## [HOW TO COMPLETE THIS TASK]
Transcribe each record exactly as it appears.

(Stored entries)
......

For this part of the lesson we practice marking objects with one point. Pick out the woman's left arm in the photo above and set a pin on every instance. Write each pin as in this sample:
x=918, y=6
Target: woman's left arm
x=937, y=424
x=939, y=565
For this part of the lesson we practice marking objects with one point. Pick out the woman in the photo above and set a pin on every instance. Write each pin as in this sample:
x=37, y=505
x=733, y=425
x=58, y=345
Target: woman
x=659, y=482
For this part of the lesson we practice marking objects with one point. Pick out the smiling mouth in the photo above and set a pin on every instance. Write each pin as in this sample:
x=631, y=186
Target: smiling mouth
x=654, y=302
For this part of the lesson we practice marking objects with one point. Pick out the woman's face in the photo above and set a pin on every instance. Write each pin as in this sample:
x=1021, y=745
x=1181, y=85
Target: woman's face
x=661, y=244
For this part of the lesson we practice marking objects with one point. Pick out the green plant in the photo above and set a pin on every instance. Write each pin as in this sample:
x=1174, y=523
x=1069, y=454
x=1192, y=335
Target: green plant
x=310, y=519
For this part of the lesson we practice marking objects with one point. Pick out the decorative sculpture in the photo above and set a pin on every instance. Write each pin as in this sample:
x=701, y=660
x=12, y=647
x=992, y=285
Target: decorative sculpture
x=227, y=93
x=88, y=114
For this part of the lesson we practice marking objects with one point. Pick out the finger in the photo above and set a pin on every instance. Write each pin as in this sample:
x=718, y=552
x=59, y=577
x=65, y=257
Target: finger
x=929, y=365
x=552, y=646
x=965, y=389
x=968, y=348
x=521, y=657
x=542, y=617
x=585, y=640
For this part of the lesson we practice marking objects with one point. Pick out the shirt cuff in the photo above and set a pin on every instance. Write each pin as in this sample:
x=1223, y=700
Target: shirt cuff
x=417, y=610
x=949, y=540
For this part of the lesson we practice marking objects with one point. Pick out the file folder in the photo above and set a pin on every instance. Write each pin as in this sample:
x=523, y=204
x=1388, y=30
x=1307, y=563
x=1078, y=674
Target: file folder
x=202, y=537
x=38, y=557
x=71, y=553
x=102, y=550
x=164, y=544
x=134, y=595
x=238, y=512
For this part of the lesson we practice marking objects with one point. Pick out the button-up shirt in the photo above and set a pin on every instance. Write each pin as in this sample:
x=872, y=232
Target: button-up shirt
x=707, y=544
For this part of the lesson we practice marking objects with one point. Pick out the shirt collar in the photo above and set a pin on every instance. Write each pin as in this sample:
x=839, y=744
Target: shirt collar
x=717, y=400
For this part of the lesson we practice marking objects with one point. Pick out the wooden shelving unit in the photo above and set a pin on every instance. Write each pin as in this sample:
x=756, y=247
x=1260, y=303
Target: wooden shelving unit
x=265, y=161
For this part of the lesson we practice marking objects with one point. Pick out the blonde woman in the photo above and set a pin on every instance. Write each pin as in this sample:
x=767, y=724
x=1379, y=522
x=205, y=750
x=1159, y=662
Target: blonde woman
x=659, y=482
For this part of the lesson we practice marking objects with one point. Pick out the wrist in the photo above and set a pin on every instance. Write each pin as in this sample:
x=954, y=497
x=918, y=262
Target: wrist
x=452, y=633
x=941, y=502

......

## [RESPONSE]
For this part of the lesson we practice marking objects with one point. Pick out the woman's left arm in the photo above and set a pin on every instance. Write each pin as in this sample:
x=918, y=6
Target: woman's left arm
x=937, y=424
x=939, y=565
For this part of the lesson we practice marking objects with one point. Pick out the woman in the photo above and set a pin on every instance. Write each pin as in this sample:
x=37, y=505
x=733, y=425
x=58, y=345
Target: woman
x=659, y=482
For this part of the lesson we practice marking objects with one point. Pick out the smiling mouth in the photo above and set a pin on every instance. Write each pin as in this sample:
x=631, y=186
Target: smiling mouth
x=654, y=302
For this part of the lesson we practice marking objects with one point. Pick out the woman's face in the photo above and set a pin on every instance. Write each pin as in this sample:
x=1021, y=745
x=1181, y=85
Target: woman's face
x=661, y=244
For this part of the lesson we practice marking objects with one point. Pick out the green plant in the photo above and set a pin on every instance. Write each pin as in this sample:
x=1174, y=523
x=1069, y=454
x=1192, y=335
Target: green plant
x=310, y=519
For this part of the lesson we practice marking objects with one point. Pick out the decorative sculpture in the photo above and set a pin on every instance. Write each pin as in this sample:
x=701, y=660
x=12, y=647
x=992, y=285
Target: decorative sculpture
x=227, y=93
x=88, y=114
For this part of the lesson we practice marking objects with one point. Pick out the finger in the photo above and set a pin on every instance. Write each pin as in this sample:
x=718, y=552
x=59, y=577
x=65, y=257
Target: finger
x=929, y=365
x=552, y=646
x=965, y=389
x=968, y=348
x=521, y=657
x=542, y=617
x=585, y=640
For this part of the lesson we practice marking objects with one point. Pick out the shirt cuff in the photo above and set a pin on every instance. Write each pin as in this sample:
x=1223, y=700
Target: shirt cuff
x=417, y=610
x=949, y=540
For this part of the lesson we practice marking objects with one point. Pick out the file folder in the photo above and set a pin on every instance. Write each pin as in this sample:
x=523, y=204
x=1388, y=30
x=1307, y=563
x=1078, y=674
Target: file folder
x=202, y=537
x=38, y=557
x=71, y=553
x=102, y=550
x=164, y=544
x=134, y=595
x=238, y=512
For this part of the lesson we practice marking objects with one point. Pick out the button-up shirt in the photo above and set a pin on every instance. Write each pin as in this sample:
x=872, y=232
Target: button-up shirt
x=707, y=544
For this part of the lesson we practice marking objects with one point. Pick out the shirt collar in the photo above and set a pin on every instance. Write each pin as in this sample:
x=839, y=744
Target: shirt collar
x=717, y=400
For this part of the lesson we practice marking objects with one point. Pick out the wooden shelving unit in the photo above and set a pin on every instance. Write each pin as in this sample:
x=756, y=247
x=1260, y=303
Target: wooden shelving unit
x=265, y=161
For this part of the lesson we practice marking objects with one point. Pick out the blonde woman in the photo above and set a pin on every instance. Write each pin as in this sample:
x=767, y=724
x=1379, y=522
x=205, y=750
x=1159, y=662
Target: blonde woman
x=659, y=482
For this part of the lesson we practice marking objects with one point. Pick out the wrist in the photo above and set a pin on every instance. Write each pin as in this sample:
x=954, y=497
x=918, y=262
Target: wrist
x=452, y=633
x=941, y=502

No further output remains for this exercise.